» **DATA FOR THE TASK**:
>>
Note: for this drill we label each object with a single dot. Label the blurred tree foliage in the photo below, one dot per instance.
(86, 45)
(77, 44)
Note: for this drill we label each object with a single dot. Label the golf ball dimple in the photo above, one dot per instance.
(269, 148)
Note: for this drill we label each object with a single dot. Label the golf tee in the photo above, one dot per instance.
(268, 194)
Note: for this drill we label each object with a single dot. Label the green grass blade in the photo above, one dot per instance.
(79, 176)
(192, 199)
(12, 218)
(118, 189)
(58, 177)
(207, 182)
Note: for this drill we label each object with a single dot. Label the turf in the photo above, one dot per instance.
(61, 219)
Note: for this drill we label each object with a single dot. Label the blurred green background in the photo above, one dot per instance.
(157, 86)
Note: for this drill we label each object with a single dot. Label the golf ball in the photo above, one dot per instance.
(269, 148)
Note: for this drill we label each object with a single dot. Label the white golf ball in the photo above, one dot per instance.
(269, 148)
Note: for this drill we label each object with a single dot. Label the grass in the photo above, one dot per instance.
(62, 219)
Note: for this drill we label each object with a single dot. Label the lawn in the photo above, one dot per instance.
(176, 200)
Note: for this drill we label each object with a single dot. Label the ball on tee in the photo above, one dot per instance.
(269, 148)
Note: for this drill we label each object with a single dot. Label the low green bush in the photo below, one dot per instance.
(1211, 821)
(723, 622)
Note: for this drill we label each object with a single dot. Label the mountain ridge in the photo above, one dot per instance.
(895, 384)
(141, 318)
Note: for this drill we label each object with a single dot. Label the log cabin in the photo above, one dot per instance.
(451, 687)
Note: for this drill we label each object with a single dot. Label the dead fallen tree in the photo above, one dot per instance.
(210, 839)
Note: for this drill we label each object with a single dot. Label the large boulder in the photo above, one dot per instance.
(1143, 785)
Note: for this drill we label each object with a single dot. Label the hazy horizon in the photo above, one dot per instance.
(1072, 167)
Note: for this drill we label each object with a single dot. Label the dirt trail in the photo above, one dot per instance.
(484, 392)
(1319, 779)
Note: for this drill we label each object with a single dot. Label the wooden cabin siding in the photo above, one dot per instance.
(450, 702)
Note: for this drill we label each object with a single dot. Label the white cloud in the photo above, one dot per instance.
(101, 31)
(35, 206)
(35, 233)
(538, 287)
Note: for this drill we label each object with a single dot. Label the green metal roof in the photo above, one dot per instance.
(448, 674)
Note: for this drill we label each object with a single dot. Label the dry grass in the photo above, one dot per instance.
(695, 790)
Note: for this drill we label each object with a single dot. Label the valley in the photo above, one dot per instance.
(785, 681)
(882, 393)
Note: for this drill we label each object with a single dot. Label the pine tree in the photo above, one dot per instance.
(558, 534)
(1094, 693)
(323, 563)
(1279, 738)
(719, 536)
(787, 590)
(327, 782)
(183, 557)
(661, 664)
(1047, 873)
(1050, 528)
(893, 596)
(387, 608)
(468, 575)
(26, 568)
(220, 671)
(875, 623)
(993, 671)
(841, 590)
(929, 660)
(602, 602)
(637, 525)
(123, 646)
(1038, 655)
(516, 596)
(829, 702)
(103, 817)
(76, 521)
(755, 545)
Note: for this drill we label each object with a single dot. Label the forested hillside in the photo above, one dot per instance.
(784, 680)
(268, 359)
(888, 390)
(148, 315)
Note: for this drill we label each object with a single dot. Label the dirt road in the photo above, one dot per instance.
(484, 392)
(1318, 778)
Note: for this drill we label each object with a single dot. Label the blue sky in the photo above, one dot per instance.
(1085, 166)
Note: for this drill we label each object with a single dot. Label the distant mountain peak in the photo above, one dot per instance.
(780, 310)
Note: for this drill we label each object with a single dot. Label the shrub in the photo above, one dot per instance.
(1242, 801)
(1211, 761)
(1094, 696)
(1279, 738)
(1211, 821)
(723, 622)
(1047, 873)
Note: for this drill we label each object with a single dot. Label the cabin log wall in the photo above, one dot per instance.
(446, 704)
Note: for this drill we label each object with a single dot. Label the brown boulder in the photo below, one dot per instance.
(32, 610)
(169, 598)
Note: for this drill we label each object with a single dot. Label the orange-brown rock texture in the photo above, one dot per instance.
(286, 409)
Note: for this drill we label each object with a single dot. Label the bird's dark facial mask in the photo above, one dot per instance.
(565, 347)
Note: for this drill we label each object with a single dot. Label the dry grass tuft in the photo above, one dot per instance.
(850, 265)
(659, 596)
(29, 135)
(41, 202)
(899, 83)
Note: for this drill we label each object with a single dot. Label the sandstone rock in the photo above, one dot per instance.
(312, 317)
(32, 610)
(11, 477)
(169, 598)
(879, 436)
<<
» **CHALLENGE**: Rewrite the stretch from the line containing "Label the sandstone" through the end of the items, changing "sandstone rock" to "sandstone boulder" and leaving everything else the same.

» **TASK SOLUTION**:
Note: for this drill we label each object with a single dot. Label the sandstone boulder in the photo above, one dot per instance.
(312, 317)
(32, 610)
(11, 477)
(169, 598)
(879, 436)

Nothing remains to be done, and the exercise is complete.